-- Directions for this task --
Count the rows below that contain the word "armchair", and give only that number.

-- Records to process --

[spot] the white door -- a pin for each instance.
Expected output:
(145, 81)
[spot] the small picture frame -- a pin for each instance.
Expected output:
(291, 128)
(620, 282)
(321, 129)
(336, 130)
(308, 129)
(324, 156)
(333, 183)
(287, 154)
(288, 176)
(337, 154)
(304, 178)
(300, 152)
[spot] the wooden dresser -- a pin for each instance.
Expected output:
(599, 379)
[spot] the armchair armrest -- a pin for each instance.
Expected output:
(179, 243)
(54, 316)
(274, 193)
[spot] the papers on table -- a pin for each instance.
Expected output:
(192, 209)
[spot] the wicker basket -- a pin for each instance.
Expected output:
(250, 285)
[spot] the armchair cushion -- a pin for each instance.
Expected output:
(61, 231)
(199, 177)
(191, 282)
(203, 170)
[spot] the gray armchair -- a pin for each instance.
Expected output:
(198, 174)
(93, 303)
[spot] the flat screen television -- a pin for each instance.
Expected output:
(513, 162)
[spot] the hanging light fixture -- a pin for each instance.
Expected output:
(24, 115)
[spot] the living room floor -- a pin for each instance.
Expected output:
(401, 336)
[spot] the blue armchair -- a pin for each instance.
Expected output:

* * *

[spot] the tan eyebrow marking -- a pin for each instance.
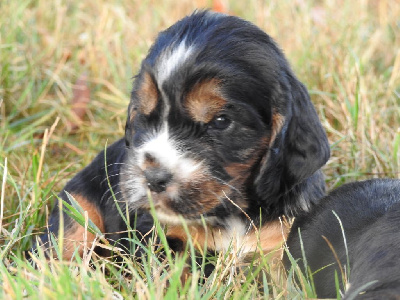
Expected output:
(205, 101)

-- Answer to the exercise --
4